The input section start
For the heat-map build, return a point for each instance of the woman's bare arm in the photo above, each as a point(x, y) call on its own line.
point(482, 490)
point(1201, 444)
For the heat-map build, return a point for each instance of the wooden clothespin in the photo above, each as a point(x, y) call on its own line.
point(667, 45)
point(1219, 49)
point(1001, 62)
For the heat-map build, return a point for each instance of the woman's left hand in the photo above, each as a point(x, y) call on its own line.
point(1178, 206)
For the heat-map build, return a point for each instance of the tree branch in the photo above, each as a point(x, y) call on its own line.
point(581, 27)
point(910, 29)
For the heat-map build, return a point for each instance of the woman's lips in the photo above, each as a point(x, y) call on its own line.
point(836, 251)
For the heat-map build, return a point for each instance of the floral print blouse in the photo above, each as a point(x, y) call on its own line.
The input section end
Begin with the line that contains "of the tree". Repeat it and every line after it through the end of the listing, exactly, and print nothing more.

For the heat-map build, return a point for each instance of the tree branch in the photo above, each as a point(x, y) call on its own line.
point(581, 27)
point(910, 29)
For the heat-map build, return a point for each instance of the woman's lips in the photo above, each as a point(x, y) call on its own line.
point(836, 251)
For the heat-map build, return a point for each instance of the floral print blouse in the photo above, each as a point(x, y) call on its own line.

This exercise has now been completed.